WHAT IS NEEDED: List every person named in the article on the Downing Street Memo.

“THE
DOWNING STREET MEMO” COMPELS A REVISIT TO IRAQ INVASION
(4
June 2005)
In May 2005,
the secret “Downing Street Memo” on the run-up to Iraq came to
public light. It summarized a meeting of Tony Blair and his
leadership team that took place on 23 July 2002. The memo
appeared to tear away the last veil hiding the truth about the
Bush administration’s early intentions toward Iraq.
One of Blair’s
team reported on his summer 2002 talks in Washington as follows:
There was a perceptible shift in attitude. Military action was
now seen as inevitable. Bush wanted to remove Saddam, through
military action, justified by the conjunction of terrorism and
WMD. But
the intelligence and facts were being fixed around the policy.
The NSC had no patience with the UN route, and no enthusiasm
for publishing material on the Iraqi regime's record. There was
little discussion in Washington of the aftermath after military
action.
This concise
revelation of the Bush administration’s intentions in mid-2002 prompted
Congressman John Conyers to try to start an impeachment
proceeding.
It prompted me
to remember—
(1) --what an
observer in September 2002 predicted that Bush would do about
Iraq;
(2) --what
Saddam Hussein had to say about the invasion once it started.
***
(1) On 29
September 2002, some six months before our bombs burst over
Baghdad, an observer of the current scene said,
“Bush will not invade
Iraq.”
This observer
believed that Bush’s belligerent rhetoric of that fall just
followed Karl Rove’s strategy for winning the upcoming November
elections for Republicans. It would trap Democrats into
supporting Bush militancy and wrap the flag around the president
and his party. After a successful Republican result in November,
the observer predicted, Bush would not invade Iraq but change the
subject!
This statement
stands out as a flagrant example of the incredible ignorance
abroad in America at that moment about the well-laid and
long-gestating plans of the neoconservatives, dominant in the
White House, to use military power to reshape the geopolitical
world—with regime change in Iraq as the centerpiece. "The Downing
Street Memo," written two months before, shows in retrospect how
poorly this observer and lots of other Americans understood Bush’s
real intention.
As the naïve
author of the statement, I may have been less informed than many
about the already-established dominance in the Bush administration
of the ideological blueprint driving us inexorably toward
preemptive war. (The Project for the New American Century
laid out the strategic argument for anyone
to read and interpret.) But I was surely accompanied by millions
of Americans who, one way or another, thought that our options for
identifying and fighting our 9-11 enemies did not begin or end
with a preemptive strike against Saddam. (The same lack of
informed understanding allowed Bush to mislead 45 percent of
Americans into believing that Iraq played a major role in the 9-11
attack.)

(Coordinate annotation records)
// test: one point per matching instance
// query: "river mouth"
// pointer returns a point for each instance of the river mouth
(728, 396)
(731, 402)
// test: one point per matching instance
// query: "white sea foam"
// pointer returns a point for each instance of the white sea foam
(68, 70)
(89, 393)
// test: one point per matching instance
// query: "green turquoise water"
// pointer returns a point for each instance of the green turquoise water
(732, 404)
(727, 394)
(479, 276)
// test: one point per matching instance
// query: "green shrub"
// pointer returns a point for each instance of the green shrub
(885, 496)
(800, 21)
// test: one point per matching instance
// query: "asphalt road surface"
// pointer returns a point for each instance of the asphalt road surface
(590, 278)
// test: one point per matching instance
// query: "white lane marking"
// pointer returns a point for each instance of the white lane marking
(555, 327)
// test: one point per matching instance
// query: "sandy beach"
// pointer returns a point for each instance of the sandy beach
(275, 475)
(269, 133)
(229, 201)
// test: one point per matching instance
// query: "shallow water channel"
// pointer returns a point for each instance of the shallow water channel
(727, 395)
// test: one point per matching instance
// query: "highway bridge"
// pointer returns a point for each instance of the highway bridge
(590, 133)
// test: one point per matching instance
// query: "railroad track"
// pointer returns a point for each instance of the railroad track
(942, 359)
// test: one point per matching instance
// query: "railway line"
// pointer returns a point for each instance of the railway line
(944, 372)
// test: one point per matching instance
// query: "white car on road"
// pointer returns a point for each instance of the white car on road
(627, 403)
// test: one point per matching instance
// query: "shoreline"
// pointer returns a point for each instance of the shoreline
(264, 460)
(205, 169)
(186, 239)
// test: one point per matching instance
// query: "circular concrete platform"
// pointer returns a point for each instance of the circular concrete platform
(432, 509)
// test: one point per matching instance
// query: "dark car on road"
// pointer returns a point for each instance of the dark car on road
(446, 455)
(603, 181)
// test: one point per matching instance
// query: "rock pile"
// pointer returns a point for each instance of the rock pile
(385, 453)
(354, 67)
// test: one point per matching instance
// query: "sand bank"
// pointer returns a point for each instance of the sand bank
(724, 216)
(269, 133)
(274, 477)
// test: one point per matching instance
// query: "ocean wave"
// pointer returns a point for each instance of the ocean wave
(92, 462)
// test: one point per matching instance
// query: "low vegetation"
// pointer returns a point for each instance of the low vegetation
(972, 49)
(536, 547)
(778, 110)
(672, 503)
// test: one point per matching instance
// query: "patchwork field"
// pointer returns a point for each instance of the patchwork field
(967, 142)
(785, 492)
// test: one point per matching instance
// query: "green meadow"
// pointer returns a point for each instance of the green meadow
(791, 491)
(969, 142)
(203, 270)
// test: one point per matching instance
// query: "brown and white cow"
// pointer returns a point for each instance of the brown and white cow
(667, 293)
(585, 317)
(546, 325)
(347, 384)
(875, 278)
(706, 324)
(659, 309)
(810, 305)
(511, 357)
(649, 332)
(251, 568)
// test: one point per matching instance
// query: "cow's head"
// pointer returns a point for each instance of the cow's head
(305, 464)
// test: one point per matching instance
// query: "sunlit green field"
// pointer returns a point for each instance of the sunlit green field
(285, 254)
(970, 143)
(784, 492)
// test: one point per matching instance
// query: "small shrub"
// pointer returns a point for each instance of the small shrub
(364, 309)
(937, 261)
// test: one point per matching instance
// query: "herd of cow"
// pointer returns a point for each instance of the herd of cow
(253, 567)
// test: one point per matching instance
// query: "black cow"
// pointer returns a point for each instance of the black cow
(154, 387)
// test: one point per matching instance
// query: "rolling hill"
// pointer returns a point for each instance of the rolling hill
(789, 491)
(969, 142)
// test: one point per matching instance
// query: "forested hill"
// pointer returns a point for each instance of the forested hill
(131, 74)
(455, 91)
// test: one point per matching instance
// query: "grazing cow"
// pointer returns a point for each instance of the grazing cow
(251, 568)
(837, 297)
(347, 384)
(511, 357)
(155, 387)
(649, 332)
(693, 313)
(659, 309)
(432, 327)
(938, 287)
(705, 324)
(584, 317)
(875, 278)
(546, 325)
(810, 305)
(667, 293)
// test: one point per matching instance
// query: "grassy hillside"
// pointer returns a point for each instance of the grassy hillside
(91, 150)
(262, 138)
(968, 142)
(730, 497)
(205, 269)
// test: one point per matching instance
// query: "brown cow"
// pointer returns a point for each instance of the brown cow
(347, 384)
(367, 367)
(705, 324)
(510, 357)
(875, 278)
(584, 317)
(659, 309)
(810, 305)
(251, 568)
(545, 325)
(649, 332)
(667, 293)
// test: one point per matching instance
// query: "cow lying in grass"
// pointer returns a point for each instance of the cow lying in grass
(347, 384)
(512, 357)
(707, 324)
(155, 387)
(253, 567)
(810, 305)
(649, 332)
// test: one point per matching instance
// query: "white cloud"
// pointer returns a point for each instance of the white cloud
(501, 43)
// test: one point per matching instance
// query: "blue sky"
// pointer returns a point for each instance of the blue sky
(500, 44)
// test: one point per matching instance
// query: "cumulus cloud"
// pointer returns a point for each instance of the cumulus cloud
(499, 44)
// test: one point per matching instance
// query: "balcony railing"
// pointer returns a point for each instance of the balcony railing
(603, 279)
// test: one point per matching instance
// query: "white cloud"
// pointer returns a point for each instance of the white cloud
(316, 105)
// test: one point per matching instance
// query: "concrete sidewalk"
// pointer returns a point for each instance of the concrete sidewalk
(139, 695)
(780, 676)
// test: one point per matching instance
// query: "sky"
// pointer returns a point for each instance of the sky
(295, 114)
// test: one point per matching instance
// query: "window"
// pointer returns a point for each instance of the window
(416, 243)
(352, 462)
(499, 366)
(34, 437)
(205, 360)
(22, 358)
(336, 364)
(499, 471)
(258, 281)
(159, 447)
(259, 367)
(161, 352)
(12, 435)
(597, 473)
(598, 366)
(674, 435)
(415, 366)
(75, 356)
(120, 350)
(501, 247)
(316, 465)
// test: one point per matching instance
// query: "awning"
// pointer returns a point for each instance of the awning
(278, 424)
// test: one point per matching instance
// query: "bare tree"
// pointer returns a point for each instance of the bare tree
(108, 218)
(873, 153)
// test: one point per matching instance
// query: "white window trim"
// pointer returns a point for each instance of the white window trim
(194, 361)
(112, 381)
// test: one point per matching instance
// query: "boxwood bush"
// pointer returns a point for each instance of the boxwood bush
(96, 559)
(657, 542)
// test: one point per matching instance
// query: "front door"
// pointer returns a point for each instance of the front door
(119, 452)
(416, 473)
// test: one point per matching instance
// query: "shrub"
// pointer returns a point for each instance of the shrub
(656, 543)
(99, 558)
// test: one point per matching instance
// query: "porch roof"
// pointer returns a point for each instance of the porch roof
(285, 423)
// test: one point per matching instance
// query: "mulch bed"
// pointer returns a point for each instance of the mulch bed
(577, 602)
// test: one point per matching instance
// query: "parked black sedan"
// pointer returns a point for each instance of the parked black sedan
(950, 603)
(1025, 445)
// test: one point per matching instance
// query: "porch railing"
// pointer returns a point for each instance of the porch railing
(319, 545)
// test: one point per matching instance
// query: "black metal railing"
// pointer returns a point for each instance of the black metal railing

SOLUTION FOR THIS TASK:
Tony Blair
Bush
Saddam Hussein
John Conyers
Karl Rove